Format the lines below as a JSON list of strings, one string per line with blank lines left out. Begin at the line that contains "Target: green shrub" and stop after the line that contains "516 137 L 503".

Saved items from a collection
---+---
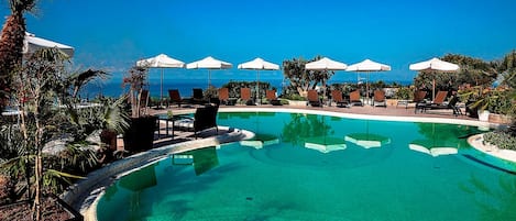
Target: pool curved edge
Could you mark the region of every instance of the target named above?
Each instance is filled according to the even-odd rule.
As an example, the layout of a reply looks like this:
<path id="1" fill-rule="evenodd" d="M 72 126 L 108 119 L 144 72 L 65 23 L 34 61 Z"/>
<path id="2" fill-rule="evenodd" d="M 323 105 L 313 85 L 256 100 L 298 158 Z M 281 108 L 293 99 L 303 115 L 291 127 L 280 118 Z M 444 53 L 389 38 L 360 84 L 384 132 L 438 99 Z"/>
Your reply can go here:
---+---
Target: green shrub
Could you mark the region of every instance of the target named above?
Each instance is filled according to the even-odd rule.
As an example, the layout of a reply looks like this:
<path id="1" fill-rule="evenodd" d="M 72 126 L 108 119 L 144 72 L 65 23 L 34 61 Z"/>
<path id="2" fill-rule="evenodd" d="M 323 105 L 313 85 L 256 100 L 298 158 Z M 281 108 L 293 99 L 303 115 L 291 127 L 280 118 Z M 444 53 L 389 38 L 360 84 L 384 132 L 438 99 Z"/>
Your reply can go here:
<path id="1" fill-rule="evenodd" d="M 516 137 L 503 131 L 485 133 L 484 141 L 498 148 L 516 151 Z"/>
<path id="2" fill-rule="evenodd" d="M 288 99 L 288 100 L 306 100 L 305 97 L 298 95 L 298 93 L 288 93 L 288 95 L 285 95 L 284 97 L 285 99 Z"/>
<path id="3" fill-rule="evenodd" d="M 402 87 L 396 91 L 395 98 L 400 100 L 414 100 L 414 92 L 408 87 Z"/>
---+---
■ **Full answer**
[
  "Target: green shrub",
  "Could you mark the region of every instance of the target named above?",
  "Each instance is filled according to the even-odd rule.",
  "As an example, the layout of a reply looks like this:",
  "<path id=\"1\" fill-rule=\"evenodd\" d=\"M 72 126 L 108 119 L 144 72 L 65 23 L 34 61 Z\"/>",
  "<path id=\"2\" fill-rule=\"evenodd\" d=\"M 323 105 L 313 85 L 256 100 L 298 158 Z M 281 108 L 293 99 L 303 115 L 291 127 L 280 118 Z M 444 53 L 389 38 L 360 84 L 384 132 L 438 99 Z\"/>",
  "Your reply can go here:",
  "<path id=\"1\" fill-rule=\"evenodd\" d=\"M 516 137 L 503 131 L 485 133 L 484 141 L 498 148 L 516 151 Z\"/>"
]